[Labeled area outline entries]
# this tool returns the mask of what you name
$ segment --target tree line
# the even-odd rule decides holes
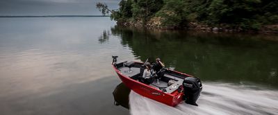
[[[122,0],[119,9],[97,3],[104,15],[118,23],[159,19],[161,26],[186,27],[189,22],[258,30],[278,24],[277,0]]]

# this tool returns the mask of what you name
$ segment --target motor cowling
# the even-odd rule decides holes
[[[183,99],[188,104],[197,106],[196,101],[198,100],[202,89],[201,80],[197,78],[187,77],[183,80]]]

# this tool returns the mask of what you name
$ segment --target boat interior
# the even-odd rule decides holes
[[[123,62],[114,64],[124,76],[133,80],[142,76],[145,69],[144,64],[134,62]],[[149,85],[163,92],[171,94],[182,85],[183,79],[187,76],[172,71],[165,71],[159,78],[154,78]]]

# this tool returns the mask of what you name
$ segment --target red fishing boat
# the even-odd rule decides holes
[[[202,89],[201,80],[190,75],[167,69],[161,69],[162,77],[156,78],[149,85],[140,82],[145,63],[138,62],[117,62],[117,56],[112,56],[112,66],[122,82],[137,94],[160,103],[174,107],[185,100],[197,105]]]

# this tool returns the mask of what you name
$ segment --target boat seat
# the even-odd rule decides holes
[[[129,68],[129,71],[127,71],[128,73],[131,73],[132,72],[131,68],[134,66],[134,62],[126,62],[124,63],[124,67],[127,67]]]

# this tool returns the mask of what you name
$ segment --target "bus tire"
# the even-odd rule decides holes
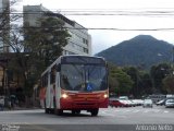
[[[98,112],[99,112],[99,109],[98,108],[96,108],[96,109],[91,109],[91,116],[97,116],[98,115]]]
[[[79,115],[79,114],[80,114],[80,109],[78,109],[78,110],[75,110],[75,112],[76,112],[77,115]]]
[[[63,115],[63,109],[55,109],[54,114],[58,115],[58,116],[62,116]]]

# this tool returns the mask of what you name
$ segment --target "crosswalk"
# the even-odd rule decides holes
[[[136,114],[173,114],[174,109],[167,110],[165,108],[108,108],[101,109],[101,115],[114,116],[114,115],[136,115]]]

Problem statement => Rewrite every line of the entries above, keeping the request lines, but add 33 to each coordinate in the polygon outlines. Omit the picture lines from your answer.

Solved exercise =>
# this tool returns the mask of what you name
$ segment --target tree line
# the even-odd rule decides holes
[[[155,33],[152,42],[130,36],[137,48],[151,56],[192,52],[194,59],[219,60],[222,55],[291,63],[311,57],[310,33]]]

# this tool returns the mask of what you name
$ segment --target motor cowling
# the even-odd rule decides holes
[[[216,132],[221,137],[230,139],[229,134],[231,133],[235,122],[234,113],[230,111],[220,110],[216,113]]]

# this tool returns the mask of what you name
$ segment --target boat interior
# the even-odd rule decides holes
[[[156,95],[147,97],[157,109],[166,113],[175,109],[178,102],[177,97],[167,95]],[[182,118],[196,125],[204,127],[215,118],[216,112],[220,109],[205,104],[198,104],[192,111],[187,111]]]

# this tool returns the mask of what you name
$ segment --target red fishing boat
# the even-odd rule decides holes
[[[235,122],[234,113],[223,108],[200,102],[194,102],[195,110],[189,111],[182,118],[173,115],[178,96],[171,95],[150,95],[150,89],[145,89],[145,99],[155,115],[170,127],[193,136],[207,140],[218,133],[230,138]]]

# this tool returns the mask of what you name
$ segment --target boat seat
# the even-odd rule decides holes
[[[162,101],[162,104],[160,104],[161,106],[164,106],[165,105],[164,101],[167,99],[167,95],[159,95],[157,96],[157,100],[160,100]]]

# this tool returns the mask of what you name
$ segment --target "bus tire"
# the even-odd rule decides holes
[[[131,145],[132,145],[132,142],[131,141],[129,141],[129,142],[124,142],[124,149],[130,149],[131,148]]]
[[[112,148],[112,147],[113,147],[113,142],[111,142],[111,143],[108,143],[108,145],[109,145],[110,148]]]
[[[96,148],[96,142],[88,142],[87,147],[91,148],[91,149],[95,149]]]

# this tool returns the mask of what you name
$ segment --target "crosswalk"
# the even-odd rule decides holes
[[[169,147],[206,147],[207,142],[200,143],[198,141],[141,141],[134,142],[134,148],[147,149],[147,148],[169,148]]]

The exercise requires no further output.